§ **Exercise goal**: Write out the portion of the conference agenda below that begins at the words "GOMACTech-19 AGENDA" and ends after the words "full agenda conference.", with every word and mark copied verbatim.

[Supplied text — start]

GOMACTech-19 AGENDA
Artificial Intelligence & Cyber Security: Challenges and Opportunities for Government
Click HERE to view the Schedule at a glance
Click HERE to view the online program
Networking Reception
Sunday, 24 March 2019, 6:00PM-8:00PM
We are pleased to hold our pre-Industry Day a special get together event with the Trusted Suppliers Industry Networking Reception on Sunday evening. Please come and join us for some food and drinks (2 drink tickets included), meet your industry peers and friends, just have some good time prior to Monday’s full agenda conference.
All GOMACTech 2019 registrants are invited to the Sunday Evening Reception!
Trusted Supplier Industry Day at GOMACTech 2019
Monday, 25 2019, 8:00AM – 5:00PM
Ruidoso & San Miguel Room
Albuquerque Convention Center
The 10th Trusted Supplier Industry Day is planned to be an interactive event with an opportunity for all attendees to provide input to three strategic issues facing our community. With a theme of “Leveraging Trust for Emerging Microelectronics Challenges”, the day will begin with a keynote speaker followed by a panel of government microelectronics program managers and technology developers. We will then breakout into three groups to discuss predetermined strategic issues – the interactive part of the meeting gets underway a bit later when the attendees reassemble to present their thoughts. All attendees will have an opportunity to comment on findings and ask questions of the presenters by using the Slido app. Please join us for what will certainly be a lively discussion on important microelectronics issues!
Click here for information on the GOMACTech Tutorial on Programming the Spectrum using Next Generation Software Defined Radios! The Tutorial will be on Monday, 25 March 2019 and will begin at 8:30AM
Keynote Address
Tuesday, 26 March 2019, 9:00 – 9:45AM
Kiva Auditorium,
Albuquerque Convention Center
Predictive Analytics from Massive Streaming Data
Dr. David A. Bader, Professor
Chair, School of Computational Science and Engineering College of Computing,
Georgia Institute of Technology, Atlanta, GA
In this emerging era of analytics, nearly every government and industry sector envisions superiority by real-time decision making from torrential streams of data. Predictive analytics leverages the investments in new computer architectures purpose-built for data-intensive workloads from artificial intelligence and machine learning. In real-world challenges such as understanding financial transactions in digital currencies, finding new communities in social networks, increasing power grid resiliency, and protecting us from cyberattack, graphs are a natural representation for connecting information. In this talk, Prof. Bader, one of the nation's leading experts in massive-scale graph analytics, will discuss his Spatio-Temporal Interaction Networks and Graphs (STING) initiative that supports new technologies for finding interesting patterns and features in these critical knowledge graphs from homeland security and national defense. In addition, these problems often require rethinking computer architecture, and Dr. Bader will share his experience with design of new systems in several DARPA programs including Power Efficiency Revolution For Embedded Computing Technologies.

[Supplied text — finish]
[Stored data — start]

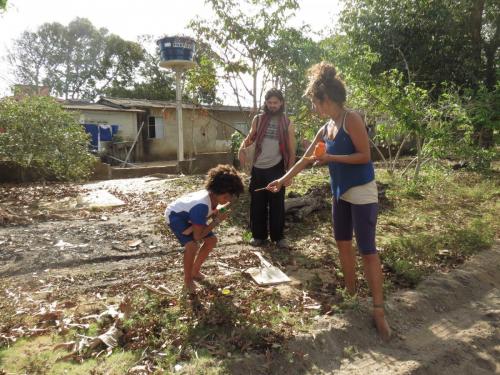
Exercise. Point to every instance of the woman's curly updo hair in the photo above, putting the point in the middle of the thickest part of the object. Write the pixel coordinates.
(323, 83)
(224, 179)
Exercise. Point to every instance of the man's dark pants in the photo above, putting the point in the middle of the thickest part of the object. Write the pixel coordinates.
(265, 205)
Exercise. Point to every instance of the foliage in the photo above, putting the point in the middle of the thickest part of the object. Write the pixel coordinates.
(436, 41)
(201, 81)
(37, 133)
(241, 35)
(75, 61)
(151, 82)
(290, 55)
(436, 223)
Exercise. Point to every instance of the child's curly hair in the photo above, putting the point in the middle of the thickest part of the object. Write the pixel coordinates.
(224, 179)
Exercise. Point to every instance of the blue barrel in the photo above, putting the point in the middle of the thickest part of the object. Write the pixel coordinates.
(176, 48)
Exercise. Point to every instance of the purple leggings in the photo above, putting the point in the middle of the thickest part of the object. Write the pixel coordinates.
(361, 217)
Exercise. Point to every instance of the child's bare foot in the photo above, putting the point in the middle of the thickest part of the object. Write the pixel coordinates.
(189, 288)
(383, 328)
(199, 276)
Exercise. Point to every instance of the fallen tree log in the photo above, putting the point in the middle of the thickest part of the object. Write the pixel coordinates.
(298, 207)
(318, 198)
(8, 217)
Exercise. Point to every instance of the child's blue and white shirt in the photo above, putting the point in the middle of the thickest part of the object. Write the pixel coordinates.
(194, 208)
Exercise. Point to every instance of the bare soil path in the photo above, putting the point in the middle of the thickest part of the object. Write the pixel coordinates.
(448, 325)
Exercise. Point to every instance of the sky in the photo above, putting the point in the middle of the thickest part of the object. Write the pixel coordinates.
(130, 19)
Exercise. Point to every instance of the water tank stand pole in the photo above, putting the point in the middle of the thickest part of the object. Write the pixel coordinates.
(180, 145)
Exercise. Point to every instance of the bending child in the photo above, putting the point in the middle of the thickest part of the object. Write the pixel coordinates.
(188, 216)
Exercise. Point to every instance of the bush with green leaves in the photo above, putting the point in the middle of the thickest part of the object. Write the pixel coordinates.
(37, 133)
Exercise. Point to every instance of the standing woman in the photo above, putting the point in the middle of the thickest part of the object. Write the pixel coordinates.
(352, 177)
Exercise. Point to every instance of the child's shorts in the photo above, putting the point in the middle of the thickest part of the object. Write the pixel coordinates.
(178, 226)
(360, 217)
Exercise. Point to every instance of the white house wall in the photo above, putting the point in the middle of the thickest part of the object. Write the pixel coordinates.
(202, 133)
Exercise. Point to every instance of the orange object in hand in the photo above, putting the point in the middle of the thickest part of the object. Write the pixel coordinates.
(320, 149)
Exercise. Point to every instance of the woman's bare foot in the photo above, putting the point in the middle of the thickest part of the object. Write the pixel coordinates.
(199, 276)
(383, 328)
(189, 288)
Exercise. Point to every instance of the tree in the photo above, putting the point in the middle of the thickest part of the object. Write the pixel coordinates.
(151, 82)
(449, 40)
(36, 132)
(201, 81)
(241, 35)
(76, 61)
(289, 57)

[Stored data — finish]

§ **Finished task**:
GOMACTech-19 AGENDA
Artificial Intelligence & Cyber Security: Challenges and Opportunities for Government
Click HERE to view the Schedule at a glance
Click HERE to view the online program
Networking Reception
Sunday, 24 March 2019, 6:00PM-8:00PM
We are pleased to hold our pre-Industry Day a special get together event with the Trusted Suppliers Industry Networking Reception on Sunday evening. Please come and join us for some food and drinks (2 drink tickets included), meet your industry peers and friends, just have some good time prior to Monday’s full agenda conference.